What to work on:
Copy the lines of the material from the one containing "for candle flame and provide bounding boxes." through the one containing "[673,212,717,284]", switching "dark jeans" to "blue jeans" and changing nothing else.

Provided data:
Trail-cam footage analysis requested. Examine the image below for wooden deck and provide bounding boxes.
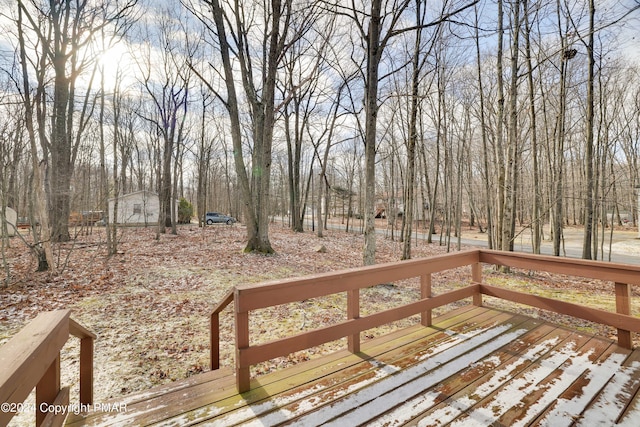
[67,306,640,427]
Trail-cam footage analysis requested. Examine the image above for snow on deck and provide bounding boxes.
[66,307,640,427]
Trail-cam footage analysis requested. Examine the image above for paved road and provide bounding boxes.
[318,219,640,265]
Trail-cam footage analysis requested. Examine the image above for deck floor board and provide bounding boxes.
[67,306,640,426]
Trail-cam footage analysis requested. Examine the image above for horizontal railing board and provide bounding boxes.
[0,310,70,424]
[479,249,640,285]
[239,285,478,366]
[235,250,478,312]
[480,284,640,332]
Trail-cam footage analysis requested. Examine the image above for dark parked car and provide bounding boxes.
[204,212,236,225]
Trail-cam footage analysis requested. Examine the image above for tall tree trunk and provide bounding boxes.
[474,6,495,249]
[523,0,542,254]
[582,0,596,259]
[363,0,382,265]
[495,0,506,249]
[502,0,520,251]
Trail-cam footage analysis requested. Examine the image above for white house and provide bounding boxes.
[0,206,18,236]
[107,190,160,225]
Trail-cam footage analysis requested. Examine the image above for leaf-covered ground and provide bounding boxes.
[0,224,632,408]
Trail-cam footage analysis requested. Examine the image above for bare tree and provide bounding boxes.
[183,0,316,253]
[17,0,136,241]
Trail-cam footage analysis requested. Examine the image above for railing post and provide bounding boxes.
[420,273,432,326]
[80,337,93,405]
[615,282,633,349]
[234,290,251,393]
[347,289,360,353]
[36,354,60,426]
[209,311,220,371]
[471,262,482,307]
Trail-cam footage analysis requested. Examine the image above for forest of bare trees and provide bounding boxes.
[0,0,640,278]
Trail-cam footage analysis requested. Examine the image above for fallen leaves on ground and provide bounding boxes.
[0,224,632,402]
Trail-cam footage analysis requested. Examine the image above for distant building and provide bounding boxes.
[0,206,18,236]
[107,190,160,225]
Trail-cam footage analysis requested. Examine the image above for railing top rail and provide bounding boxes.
[235,249,479,312]
[69,318,97,340]
[479,249,640,285]
[0,310,71,402]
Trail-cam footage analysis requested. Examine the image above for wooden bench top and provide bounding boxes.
[67,306,640,426]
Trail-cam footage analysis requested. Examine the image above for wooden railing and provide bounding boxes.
[0,310,96,426]
[211,250,640,392]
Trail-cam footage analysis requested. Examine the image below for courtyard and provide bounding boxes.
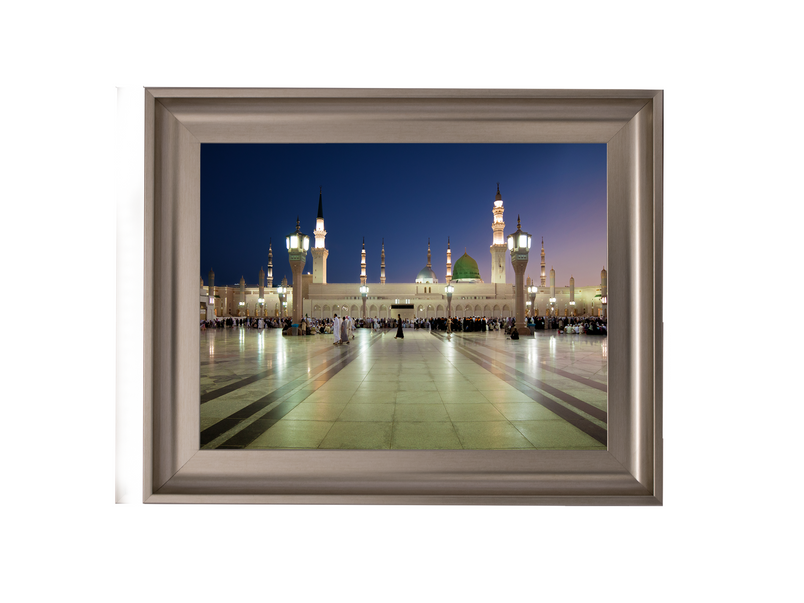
[200,327,608,450]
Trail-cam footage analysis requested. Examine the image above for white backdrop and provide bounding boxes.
[0,1,804,601]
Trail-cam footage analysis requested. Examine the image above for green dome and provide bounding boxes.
[452,253,482,282]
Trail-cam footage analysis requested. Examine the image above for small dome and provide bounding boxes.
[452,253,483,283]
[416,266,438,283]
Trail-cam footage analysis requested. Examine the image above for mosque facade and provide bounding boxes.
[199,183,606,320]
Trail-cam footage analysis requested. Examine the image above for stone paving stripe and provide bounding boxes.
[206,334,382,448]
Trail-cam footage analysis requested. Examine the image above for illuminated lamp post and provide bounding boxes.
[285,216,310,324]
[508,216,531,332]
[360,285,368,320]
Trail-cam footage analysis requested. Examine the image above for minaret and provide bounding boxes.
[491,182,508,285]
[360,237,366,285]
[570,275,575,316]
[380,239,385,285]
[265,239,274,289]
[255,266,265,314]
[311,187,329,283]
[550,268,556,316]
[447,237,452,285]
[542,237,545,287]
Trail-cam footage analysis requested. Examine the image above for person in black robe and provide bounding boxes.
[394,314,405,339]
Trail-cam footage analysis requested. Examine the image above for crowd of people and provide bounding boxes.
[201,314,607,338]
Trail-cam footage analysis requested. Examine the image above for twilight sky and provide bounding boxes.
[200,143,608,287]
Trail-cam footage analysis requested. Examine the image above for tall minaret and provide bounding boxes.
[237,276,246,316]
[570,275,575,316]
[491,182,508,285]
[550,268,556,306]
[265,239,274,289]
[380,239,385,285]
[447,237,452,285]
[542,237,545,287]
[360,237,366,285]
[310,187,329,283]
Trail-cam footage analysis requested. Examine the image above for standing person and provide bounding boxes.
[394,314,405,339]
[332,314,341,345]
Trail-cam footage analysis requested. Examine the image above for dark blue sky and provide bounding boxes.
[200,143,606,286]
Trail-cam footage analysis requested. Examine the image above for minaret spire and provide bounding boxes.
[310,186,329,284]
[265,239,274,289]
[541,237,547,287]
[447,237,452,285]
[380,238,385,285]
[360,237,366,285]
[490,182,508,285]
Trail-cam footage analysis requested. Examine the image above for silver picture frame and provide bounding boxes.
[143,88,663,505]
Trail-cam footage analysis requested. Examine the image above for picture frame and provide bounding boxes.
[143,88,663,506]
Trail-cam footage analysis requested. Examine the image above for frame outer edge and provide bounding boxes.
[149,101,201,490]
[608,101,656,492]
[142,90,156,501]
[653,90,664,504]
[143,89,663,506]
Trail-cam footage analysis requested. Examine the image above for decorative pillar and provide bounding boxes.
[508,216,531,333]
[285,216,310,324]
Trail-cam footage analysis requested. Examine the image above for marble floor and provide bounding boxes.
[200,328,608,450]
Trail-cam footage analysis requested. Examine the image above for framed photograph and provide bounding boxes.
[143,88,662,505]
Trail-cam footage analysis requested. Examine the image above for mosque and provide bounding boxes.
[199,183,607,320]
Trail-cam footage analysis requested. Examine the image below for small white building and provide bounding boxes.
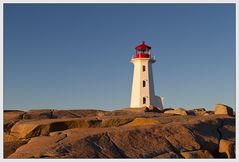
[130,41,163,109]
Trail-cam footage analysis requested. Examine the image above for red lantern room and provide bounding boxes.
[135,41,151,58]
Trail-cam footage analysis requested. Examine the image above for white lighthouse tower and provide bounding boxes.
[130,41,163,109]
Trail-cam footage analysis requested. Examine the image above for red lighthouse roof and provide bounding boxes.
[135,41,151,50]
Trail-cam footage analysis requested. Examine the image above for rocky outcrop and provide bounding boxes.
[164,108,187,115]
[215,104,233,116]
[181,150,213,159]
[4,108,235,158]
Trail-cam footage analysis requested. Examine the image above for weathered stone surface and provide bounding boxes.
[181,150,213,159]
[127,118,160,126]
[154,152,182,159]
[219,139,235,158]
[4,108,235,158]
[215,104,233,116]
[164,108,187,115]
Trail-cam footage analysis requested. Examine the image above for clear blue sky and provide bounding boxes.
[4,4,236,110]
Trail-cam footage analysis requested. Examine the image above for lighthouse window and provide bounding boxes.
[143,97,146,104]
[143,80,146,87]
[143,65,145,71]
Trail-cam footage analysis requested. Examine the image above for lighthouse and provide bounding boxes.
[130,41,163,109]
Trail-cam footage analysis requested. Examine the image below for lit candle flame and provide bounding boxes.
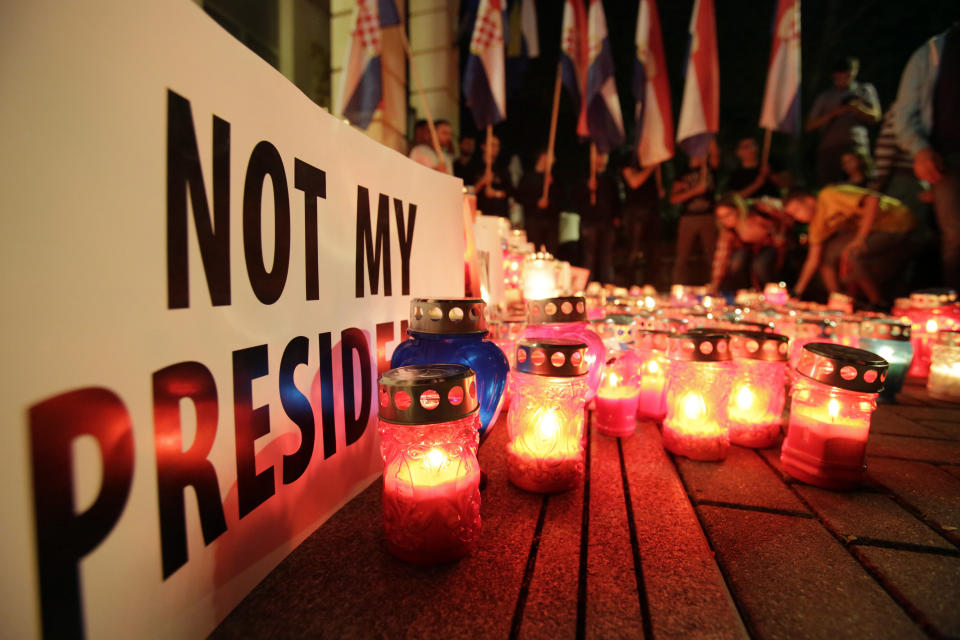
[827,398,840,420]
[423,447,447,471]
[537,409,560,440]
[737,385,753,411]
[680,392,707,420]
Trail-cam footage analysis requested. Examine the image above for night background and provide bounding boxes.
[460,0,960,188]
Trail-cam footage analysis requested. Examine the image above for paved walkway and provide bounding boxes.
[213,387,960,640]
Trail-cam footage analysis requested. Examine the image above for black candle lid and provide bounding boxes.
[937,329,960,347]
[527,296,587,324]
[408,298,487,334]
[730,331,790,362]
[797,342,890,393]
[377,364,480,425]
[516,338,588,378]
[668,329,730,362]
[860,318,910,342]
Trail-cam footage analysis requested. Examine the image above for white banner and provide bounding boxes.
[0,0,464,638]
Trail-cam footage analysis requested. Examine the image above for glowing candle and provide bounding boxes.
[663,330,733,460]
[927,331,960,401]
[594,340,640,437]
[727,331,788,449]
[860,318,913,400]
[780,343,887,489]
[523,296,607,402]
[378,364,480,565]
[507,339,587,493]
[636,330,670,422]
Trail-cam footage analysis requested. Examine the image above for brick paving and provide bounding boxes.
[213,387,960,639]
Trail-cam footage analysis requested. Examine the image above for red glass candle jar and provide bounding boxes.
[507,339,588,493]
[378,364,480,565]
[663,330,733,460]
[523,296,607,402]
[780,343,887,489]
[594,328,640,438]
[727,331,789,449]
[927,331,960,402]
[636,331,671,422]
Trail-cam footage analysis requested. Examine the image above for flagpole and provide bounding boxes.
[760,129,773,169]
[397,9,447,173]
[540,62,561,208]
[589,142,597,206]
[483,124,493,198]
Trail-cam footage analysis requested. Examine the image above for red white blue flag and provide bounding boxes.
[760,0,800,136]
[677,0,720,157]
[587,0,626,153]
[633,0,673,167]
[340,0,400,129]
[463,0,507,129]
[560,0,590,138]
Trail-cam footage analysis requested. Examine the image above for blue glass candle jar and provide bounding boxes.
[860,318,913,400]
[390,298,510,438]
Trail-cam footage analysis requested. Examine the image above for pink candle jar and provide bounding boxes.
[780,343,887,489]
[594,324,640,438]
[636,331,671,422]
[927,331,960,402]
[663,330,733,460]
[378,364,480,565]
[727,331,789,449]
[523,296,607,402]
[507,339,589,493]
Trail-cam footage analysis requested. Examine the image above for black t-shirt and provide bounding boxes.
[931,25,960,154]
[726,167,780,198]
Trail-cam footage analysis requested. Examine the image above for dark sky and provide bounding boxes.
[461,0,960,180]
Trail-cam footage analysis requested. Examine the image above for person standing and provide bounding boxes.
[806,58,881,186]
[670,151,717,284]
[893,23,960,289]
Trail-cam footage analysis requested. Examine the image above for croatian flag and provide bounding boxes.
[560,0,590,138]
[340,0,400,129]
[633,0,673,167]
[463,0,507,129]
[677,0,720,158]
[760,0,800,137]
[587,0,626,153]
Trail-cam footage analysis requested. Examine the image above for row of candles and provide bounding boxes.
[379,288,960,564]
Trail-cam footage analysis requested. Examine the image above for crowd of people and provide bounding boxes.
[410,25,960,308]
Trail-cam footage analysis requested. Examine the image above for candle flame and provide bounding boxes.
[737,385,753,410]
[680,391,707,420]
[423,447,447,471]
[827,398,840,420]
[537,409,560,440]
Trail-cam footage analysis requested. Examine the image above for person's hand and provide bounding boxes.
[913,147,943,184]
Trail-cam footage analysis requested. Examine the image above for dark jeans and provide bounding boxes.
[933,154,960,290]
[673,212,717,284]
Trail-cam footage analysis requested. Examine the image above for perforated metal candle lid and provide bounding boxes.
[797,342,890,393]
[377,364,480,425]
[730,331,790,362]
[409,298,487,334]
[860,318,910,342]
[527,296,587,324]
[517,339,589,378]
[667,329,730,362]
[937,329,960,347]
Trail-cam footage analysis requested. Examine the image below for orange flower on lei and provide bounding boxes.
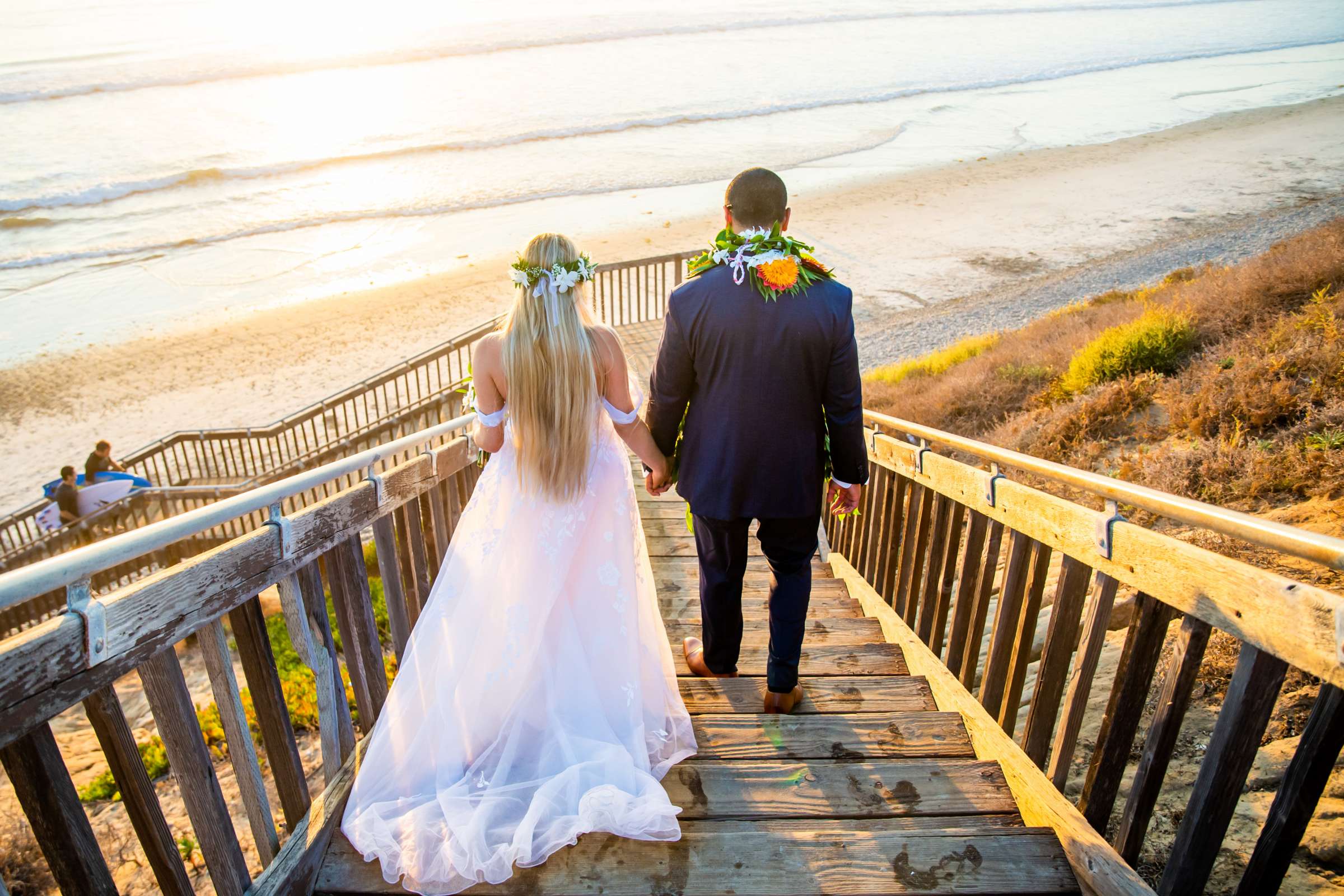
[755,256,799,293]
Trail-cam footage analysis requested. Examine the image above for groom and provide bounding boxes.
[645,168,868,712]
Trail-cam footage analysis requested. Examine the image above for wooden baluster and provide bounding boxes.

Correct answer:
Trail-cam footage analysis requested. Examine the image above for candle flame and provide bounding boxes.
[737,385,753,410]
[680,391,707,420]
[423,447,447,471]
[827,398,840,420]
[537,409,560,440]
Trail-cam footage analysis requested. Examine the image above for person's hand and provide bounding boxes.
[913,147,943,184]
Trail-cam footage analysis requested. Examine the image above for blue jeans and provide bounding boxes.
[933,154,960,290]
[673,212,717,284]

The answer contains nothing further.